> _DOCUMENT SEGMENT_:

------------------------------------

Surgery often becomes the only option; bone grafts are used to stabilize implants and provide a scaffold on which new bone grows. Vital tissue can be taken from the patient to stimulate new growth, but that may mean another area of surgical pain at the donor site. The risk of complications increases at the site where the tissue was removed.

Scott Guelcher, associate professor of chemical and biomolecular engineering, is exploring alternatives in polymers that can serve as a scaffolding for new tissue growth. While his research is not yet in clinical trials, he currently is testing which compounds might aid in healing using minimally invasive surgery. These injectable polymers also can be augmented with antibiotics and growth factors to further increase effectiveness.

Composites also may be used to provide mechanical strength such as when a weight-bearing bone is injured and participate in the healing. The bone graft would then be resorbed, eliminating the need for more surgery to remove it.

Guelcher’s research is sponsored by NIH grants R01CA163499, R01AR064304 and R01AR064772.

Innovation

Hitting the Target
It’s one of the cruelest ironies of medicine: Those who need invasive surgery often are so sick that the surgery is as great a risk as the underlying disorder.

That is the case with existing treatments of degenerative aortic valve disease, which affects about one-fourth of those over age 65 and eventually leads to calcific aortic valve disease (CAVD). Currently the only treatment is open-chest valve replacement—an extremely risky procedure given the age of most patients.

------------------------------------

[Stored data entries]
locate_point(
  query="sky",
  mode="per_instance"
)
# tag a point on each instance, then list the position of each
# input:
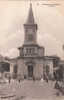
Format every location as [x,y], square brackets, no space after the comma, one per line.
[50,20]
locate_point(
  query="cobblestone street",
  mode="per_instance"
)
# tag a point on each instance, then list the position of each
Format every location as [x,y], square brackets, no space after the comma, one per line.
[29,90]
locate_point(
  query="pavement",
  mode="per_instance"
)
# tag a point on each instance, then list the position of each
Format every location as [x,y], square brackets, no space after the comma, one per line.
[31,90]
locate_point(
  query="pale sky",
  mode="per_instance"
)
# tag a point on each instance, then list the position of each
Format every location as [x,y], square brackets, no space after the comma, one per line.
[50,20]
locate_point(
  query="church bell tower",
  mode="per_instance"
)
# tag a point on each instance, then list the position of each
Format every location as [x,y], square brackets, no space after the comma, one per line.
[30,28]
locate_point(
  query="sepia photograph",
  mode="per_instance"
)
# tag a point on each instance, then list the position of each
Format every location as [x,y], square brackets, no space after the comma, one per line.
[31,49]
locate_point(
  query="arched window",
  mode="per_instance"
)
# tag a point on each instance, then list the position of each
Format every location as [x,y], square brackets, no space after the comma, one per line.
[47,69]
[15,68]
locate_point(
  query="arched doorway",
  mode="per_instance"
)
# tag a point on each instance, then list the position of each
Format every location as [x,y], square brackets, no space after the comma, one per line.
[30,71]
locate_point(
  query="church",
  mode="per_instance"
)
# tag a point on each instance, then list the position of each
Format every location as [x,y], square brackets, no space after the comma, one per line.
[32,62]
[31,59]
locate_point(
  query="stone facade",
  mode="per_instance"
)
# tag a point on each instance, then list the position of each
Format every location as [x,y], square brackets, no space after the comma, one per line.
[32,62]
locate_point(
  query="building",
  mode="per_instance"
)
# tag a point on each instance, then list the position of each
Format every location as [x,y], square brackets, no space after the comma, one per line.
[32,62]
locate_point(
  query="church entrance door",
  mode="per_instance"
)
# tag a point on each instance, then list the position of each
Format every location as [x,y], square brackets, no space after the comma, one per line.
[30,71]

------------------------------------

Return the portion of the excerpt on bone grafts and valve disease that begins at the words "Surgery often becomes" and stops after "further increase effectiveness.", copied word for word. The records have no role in this.

Surgery often becomes the only option; bone grafts are used to stabilize implants and provide a scaffold on which new bone grows. Vital tissue can be taken from the patient to stimulate new growth, but that may mean another area of surgical pain at the donor site. The risk of complications increases at the site where the tissue was removed.

Scott Guelcher, associate professor of chemical and biomolecular engineering, is exploring alternatives in polymers that can serve as a scaffolding for new tissue growth. While his research is not yet in clinical trials, he currently is testing which compounds might aid in healing using minimally invasive surgery. These injectable polymers also can be augmented with antibiotics and growth factors to further increase effectiveness.